- _Problem 1_: Retype the part of the karate forum thread that runs from "# gotta brag" down to "of the page.", keeping every word the same.
- _Problem 2_: Extend the karate forum thread, picking up right after its last line.

- _Extract_:
════════════════

# gotta brag a minute, guys!



## rustyself (Sep 1, 2006)

my daughter won trophy for "best test" at our last gup test.  thats her in the green belt (6th gup).  i have now gotten the entire family into it-  my 2 13 year old girls, my 7 year old girl, and my 4 year old son, along with my wife!

www.emtsdkarate.com

thats our dojangs website, just scroll down to about the bottom of the page.

thanks for looking!

TANG SOO!


----------



## terryl965 (Sep 1, 2006)

rustyself said:
			
		

> my daughter won trophy for "best test" at our last gup test. thats her in the green belt (6th gup). i have now gotten the entire family into it- my 2 13 year old girls, my 7 year old girl, and my 4 year old son, along with my wife!
> 
> www.emtsdkarate.com
> 
> ...


 
That is wonderful tell her cangrats
Terry


----------



## Xue Sheng (Sep 1, 2006)

That's great
Congratulations to her.

And you should brag


----------



## Makalakumu (Sep 1, 2006)

That's great!  Can you give us any details on the test?  Highlights, please!


----------



## rustyself (Sep 1, 2006)

════════════════

(Boundary annotation records)
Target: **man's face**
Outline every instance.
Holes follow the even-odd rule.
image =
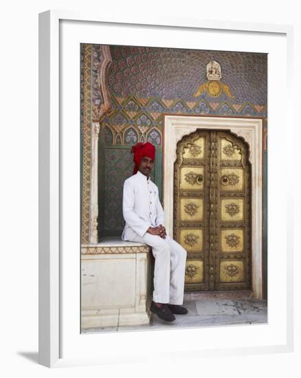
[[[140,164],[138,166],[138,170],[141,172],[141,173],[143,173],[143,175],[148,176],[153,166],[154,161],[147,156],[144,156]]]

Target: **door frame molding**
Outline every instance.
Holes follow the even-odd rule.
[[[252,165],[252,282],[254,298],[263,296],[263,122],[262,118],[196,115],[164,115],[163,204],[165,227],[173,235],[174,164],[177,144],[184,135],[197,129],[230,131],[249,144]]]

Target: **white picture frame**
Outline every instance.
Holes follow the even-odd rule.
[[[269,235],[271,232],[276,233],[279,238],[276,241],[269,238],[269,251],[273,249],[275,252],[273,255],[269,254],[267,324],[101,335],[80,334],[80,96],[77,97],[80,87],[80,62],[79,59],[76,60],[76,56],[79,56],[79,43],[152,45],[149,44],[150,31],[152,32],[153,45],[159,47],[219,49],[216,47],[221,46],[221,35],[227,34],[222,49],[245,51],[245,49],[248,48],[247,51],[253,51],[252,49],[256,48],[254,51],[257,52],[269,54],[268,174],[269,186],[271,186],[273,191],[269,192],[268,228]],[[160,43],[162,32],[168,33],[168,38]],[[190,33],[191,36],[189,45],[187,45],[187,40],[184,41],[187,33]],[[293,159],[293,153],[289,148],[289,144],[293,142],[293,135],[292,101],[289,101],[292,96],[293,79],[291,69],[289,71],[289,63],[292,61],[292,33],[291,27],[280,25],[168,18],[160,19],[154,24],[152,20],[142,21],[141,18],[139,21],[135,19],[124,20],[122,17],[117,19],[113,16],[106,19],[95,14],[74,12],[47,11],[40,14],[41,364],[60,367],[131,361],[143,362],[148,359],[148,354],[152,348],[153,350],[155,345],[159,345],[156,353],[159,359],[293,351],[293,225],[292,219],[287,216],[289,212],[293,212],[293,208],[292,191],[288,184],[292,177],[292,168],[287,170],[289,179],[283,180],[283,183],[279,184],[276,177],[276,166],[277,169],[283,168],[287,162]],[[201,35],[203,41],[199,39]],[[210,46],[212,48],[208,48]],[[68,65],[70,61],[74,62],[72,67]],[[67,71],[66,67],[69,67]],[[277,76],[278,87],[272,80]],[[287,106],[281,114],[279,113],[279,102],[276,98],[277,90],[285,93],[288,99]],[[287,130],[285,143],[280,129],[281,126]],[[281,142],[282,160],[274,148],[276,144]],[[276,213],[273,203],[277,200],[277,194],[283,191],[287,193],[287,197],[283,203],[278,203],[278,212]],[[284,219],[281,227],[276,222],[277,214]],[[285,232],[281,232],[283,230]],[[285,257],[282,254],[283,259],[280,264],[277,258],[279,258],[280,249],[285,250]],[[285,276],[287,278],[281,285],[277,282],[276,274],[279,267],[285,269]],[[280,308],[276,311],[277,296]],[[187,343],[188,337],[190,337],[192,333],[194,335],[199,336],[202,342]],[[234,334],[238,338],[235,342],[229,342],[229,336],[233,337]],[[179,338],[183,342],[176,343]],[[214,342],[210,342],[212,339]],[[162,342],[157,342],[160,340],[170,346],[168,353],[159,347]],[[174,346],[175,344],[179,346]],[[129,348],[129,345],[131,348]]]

════════════════

- _Task answer 1_:
# gotta brag a minute, guys!



## rustyself (Sep 1, 2006)

my daughter won trophy for "best test" at our last gup test.  thats her in the green belt (6th gup).  i have now gotten the entire family into it-  my 2 13 year old girls, my 7 year old girl, and my 4 year old son, along with my wife!

www.emtsdkarate.com

thats our dojangs website, just scroll down to about the bottom of the page.

- _Task answer 2_:
upnorthkyosa said:
			
		

> That's great!  Can you give us any details on the test?  Highlights, please!



well, it was 2 saturdays ago, about 3.5 hours long.  there were around 50 or so testing.  we always start out class with 100 jumping jacks, 50 push ups, 50 crunches, then we stretch and do punching/kicking combos to warm up.  the rank test we did the same to warm up, then we went over basics, then hyung, followed by one steps, the dae ryun, then rolling/ break falling, then breaking.

there are plenty of pics on the site from the test, if you click on the pics button and scroll down.

we are blessed with a big and very knowledgeable black belt staff, and will have i think 7 more that are cho dan bos go up for black at the region championships next friday/saturday.  KCN Shin will be there as well.

we are also very fortunate to have a great teacher, Sah Bum Nim Master Bill Johnson.  im looking forward to going into the assistant instructor program in november and learning even more in depth from that point of view.

thanks for the replies.  it means alot!


----------



## tshadowchaser (Sep 1, 2006)

Congrats to your daughter and to your whole family for getting into the arts


----------



## Swordlady (Sep 1, 2006)

Congratulations to your daughter!    Is that a picture of her on your school's website?  It's great that you got your whole family involved with training.  Way to go!  :ultracool


----------



## Brian R. VanCise (Sep 1, 2006)

Tell your daughter congratulations from me!


----------



## SFC JeffJ (Sep 1, 2006)

Kudos to your daughter!!

Jeff


----------



## Carol (Sep 1, 2006)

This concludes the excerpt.